===== Supplied entries =====

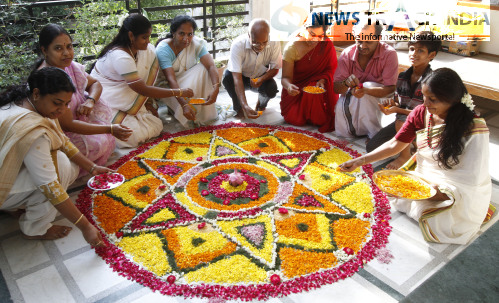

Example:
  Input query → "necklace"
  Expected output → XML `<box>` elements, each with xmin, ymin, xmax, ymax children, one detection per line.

<box><xmin>307</xmin><ymin>42</ymin><xmax>315</xmax><ymax>61</ymax></box>
<box><xmin>172</xmin><ymin>40</ymin><xmax>187</xmax><ymax>71</ymax></box>
<box><xmin>128</xmin><ymin>45</ymin><xmax>137</xmax><ymax>63</ymax></box>
<box><xmin>426</xmin><ymin>114</ymin><xmax>435</xmax><ymax>149</ymax></box>
<box><xmin>27</xmin><ymin>97</ymin><xmax>39</xmax><ymax>114</ymax></box>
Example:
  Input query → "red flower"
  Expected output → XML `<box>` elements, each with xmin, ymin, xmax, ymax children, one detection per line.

<box><xmin>279</xmin><ymin>207</ymin><xmax>288</xmax><ymax>215</ymax></box>
<box><xmin>270</xmin><ymin>274</ymin><xmax>281</xmax><ymax>285</ymax></box>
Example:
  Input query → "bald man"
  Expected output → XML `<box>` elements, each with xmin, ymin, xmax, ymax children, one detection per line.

<box><xmin>334</xmin><ymin>20</ymin><xmax>398</xmax><ymax>140</ymax></box>
<box><xmin>222</xmin><ymin>19</ymin><xmax>282</xmax><ymax>119</ymax></box>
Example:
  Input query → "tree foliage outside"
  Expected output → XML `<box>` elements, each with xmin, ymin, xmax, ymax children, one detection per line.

<box><xmin>0</xmin><ymin>0</ymin><xmax>248</xmax><ymax>89</ymax></box>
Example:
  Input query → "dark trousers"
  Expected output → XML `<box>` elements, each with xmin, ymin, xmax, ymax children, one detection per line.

<box><xmin>222</xmin><ymin>69</ymin><xmax>279</xmax><ymax>112</ymax></box>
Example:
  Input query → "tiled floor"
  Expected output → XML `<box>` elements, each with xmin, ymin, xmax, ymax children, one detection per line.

<box><xmin>0</xmin><ymin>83</ymin><xmax>499</xmax><ymax>303</ymax></box>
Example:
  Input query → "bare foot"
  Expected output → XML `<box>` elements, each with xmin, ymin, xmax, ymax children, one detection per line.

<box><xmin>255</xmin><ymin>101</ymin><xmax>265</xmax><ymax>112</ymax></box>
<box><xmin>23</xmin><ymin>225</ymin><xmax>73</xmax><ymax>240</ymax></box>
<box><xmin>234</xmin><ymin>110</ymin><xmax>244</xmax><ymax>119</ymax></box>
<box><xmin>0</xmin><ymin>208</ymin><xmax>26</xmax><ymax>219</ymax></box>
<box><xmin>386</xmin><ymin>157</ymin><xmax>406</xmax><ymax>169</ymax></box>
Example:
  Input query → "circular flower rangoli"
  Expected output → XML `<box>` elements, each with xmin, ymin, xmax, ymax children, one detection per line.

<box><xmin>78</xmin><ymin>123</ymin><xmax>390</xmax><ymax>300</ymax></box>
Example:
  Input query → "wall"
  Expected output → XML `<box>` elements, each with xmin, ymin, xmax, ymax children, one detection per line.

<box><xmin>250</xmin><ymin>0</ymin><xmax>270</xmax><ymax>20</ymax></box>
<box><xmin>480</xmin><ymin>8</ymin><xmax>499</xmax><ymax>56</ymax></box>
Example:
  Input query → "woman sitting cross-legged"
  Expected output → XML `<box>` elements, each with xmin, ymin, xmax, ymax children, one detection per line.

<box><xmin>0</xmin><ymin>67</ymin><xmax>111</xmax><ymax>246</ymax></box>
<box><xmin>156</xmin><ymin>15</ymin><xmax>220</xmax><ymax>127</ymax></box>
<box><xmin>35</xmin><ymin>24</ymin><xmax>132</xmax><ymax>176</ymax></box>
<box><xmin>90</xmin><ymin>14</ymin><xmax>193</xmax><ymax>148</ymax></box>
<box><xmin>340</xmin><ymin>68</ymin><xmax>492</xmax><ymax>244</ymax></box>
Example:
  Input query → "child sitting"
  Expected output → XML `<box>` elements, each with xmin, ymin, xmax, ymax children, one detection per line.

<box><xmin>366</xmin><ymin>31</ymin><xmax>442</xmax><ymax>169</ymax></box>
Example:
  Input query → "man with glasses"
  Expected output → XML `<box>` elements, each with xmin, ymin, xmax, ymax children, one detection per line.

<box><xmin>223</xmin><ymin>19</ymin><xmax>282</xmax><ymax>119</ymax></box>
<box><xmin>334</xmin><ymin>20</ymin><xmax>398</xmax><ymax>140</ymax></box>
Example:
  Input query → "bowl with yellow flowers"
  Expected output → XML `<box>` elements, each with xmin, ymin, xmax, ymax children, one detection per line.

<box><xmin>303</xmin><ymin>86</ymin><xmax>326</xmax><ymax>95</ymax></box>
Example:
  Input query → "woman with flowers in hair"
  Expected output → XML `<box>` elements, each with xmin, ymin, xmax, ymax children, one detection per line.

<box><xmin>340</xmin><ymin>68</ymin><xmax>493</xmax><ymax>244</ymax></box>
<box><xmin>90</xmin><ymin>14</ymin><xmax>193</xmax><ymax>148</ymax></box>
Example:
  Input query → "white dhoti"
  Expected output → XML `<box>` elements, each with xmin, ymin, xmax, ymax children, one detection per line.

<box><xmin>334</xmin><ymin>82</ymin><xmax>383</xmax><ymax>138</ymax></box>
<box><xmin>0</xmin><ymin>151</ymin><xmax>79</xmax><ymax>236</ymax></box>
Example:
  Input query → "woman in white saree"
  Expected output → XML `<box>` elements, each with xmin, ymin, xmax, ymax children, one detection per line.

<box><xmin>0</xmin><ymin>67</ymin><xmax>111</xmax><ymax>246</ymax></box>
<box><xmin>90</xmin><ymin>14</ymin><xmax>192</xmax><ymax>148</ymax></box>
<box><xmin>156</xmin><ymin>15</ymin><xmax>220</xmax><ymax>127</ymax></box>
<box><xmin>340</xmin><ymin>68</ymin><xmax>493</xmax><ymax>244</ymax></box>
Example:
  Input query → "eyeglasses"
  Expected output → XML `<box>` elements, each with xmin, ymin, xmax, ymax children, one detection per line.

<box><xmin>251</xmin><ymin>36</ymin><xmax>270</xmax><ymax>48</ymax></box>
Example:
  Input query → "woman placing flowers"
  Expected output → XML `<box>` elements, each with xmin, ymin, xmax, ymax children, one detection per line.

<box><xmin>90</xmin><ymin>14</ymin><xmax>193</xmax><ymax>147</ymax></box>
<box><xmin>340</xmin><ymin>68</ymin><xmax>491</xmax><ymax>244</ymax></box>
<box><xmin>35</xmin><ymin>24</ymin><xmax>132</xmax><ymax>176</ymax></box>
<box><xmin>0</xmin><ymin>67</ymin><xmax>111</xmax><ymax>246</ymax></box>
<box><xmin>156</xmin><ymin>15</ymin><xmax>220</xmax><ymax>127</ymax></box>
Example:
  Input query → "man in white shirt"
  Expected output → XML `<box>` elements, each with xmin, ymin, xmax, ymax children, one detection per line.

<box><xmin>223</xmin><ymin>19</ymin><xmax>282</xmax><ymax>119</ymax></box>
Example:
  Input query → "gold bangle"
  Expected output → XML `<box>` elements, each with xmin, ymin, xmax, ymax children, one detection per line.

<box><xmin>73</xmin><ymin>214</ymin><xmax>83</xmax><ymax>225</ymax></box>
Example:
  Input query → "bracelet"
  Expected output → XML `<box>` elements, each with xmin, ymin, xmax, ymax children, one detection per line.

<box><xmin>73</xmin><ymin>214</ymin><xmax>83</xmax><ymax>225</ymax></box>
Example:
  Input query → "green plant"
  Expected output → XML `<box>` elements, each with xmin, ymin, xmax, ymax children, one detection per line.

<box><xmin>0</xmin><ymin>1</ymin><xmax>37</xmax><ymax>89</ymax></box>
<box><xmin>69</xmin><ymin>0</ymin><xmax>127</xmax><ymax>62</ymax></box>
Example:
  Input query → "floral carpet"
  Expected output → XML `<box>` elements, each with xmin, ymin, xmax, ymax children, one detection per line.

<box><xmin>77</xmin><ymin>123</ymin><xmax>391</xmax><ymax>300</ymax></box>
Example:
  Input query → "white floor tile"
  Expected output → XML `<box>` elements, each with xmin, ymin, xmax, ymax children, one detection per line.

<box><xmin>2</xmin><ymin>236</ymin><xmax>50</xmax><ymax>274</ymax></box>
<box><xmin>491</xmin><ymin>185</ymin><xmax>499</xmax><ymax>204</ymax></box>
<box><xmin>0</xmin><ymin>215</ymin><xmax>19</xmax><ymax>236</ymax></box>
<box><xmin>64</xmin><ymin>250</ymin><xmax>131</xmax><ymax>298</ymax></box>
<box><xmin>365</xmin><ymin>233</ymin><xmax>433</xmax><ymax>285</ymax></box>
<box><xmin>390</xmin><ymin>215</ymin><xmax>449</xmax><ymax>252</ymax></box>
<box><xmin>16</xmin><ymin>265</ymin><xmax>75</xmax><ymax>303</ymax></box>
<box><xmin>127</xmin><ymin>291</ymin><xmax>184</xmax><ymax>303</ymax></box>
<box><xmin>54</xmin><ymin>219</ymin><xmax>88</xmax><ymax>255</ymax></box>
<box><xmin>486</xmin><ymin>114</ymin><xmax>499</xmax><ymax>127</ymax></box>
<box><xmin>409</xmin><ymin>263</ymin><xmax>446</xmax><ymax>292</ymax></box>
<box><xmin>288</xmin><ymin>278</ymin><xmax>396</xmax><ymax>303</ymax></box>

=====

§ Directions for this task: Gather every line in the items above that contains the word "white", and copy each of those lines unchanged.

§ Correct response:
  Input query → "white dhoti"
  Input query → "woman in white saree"
  Input query → "man in white shirt"
  Input query → "white floor tile"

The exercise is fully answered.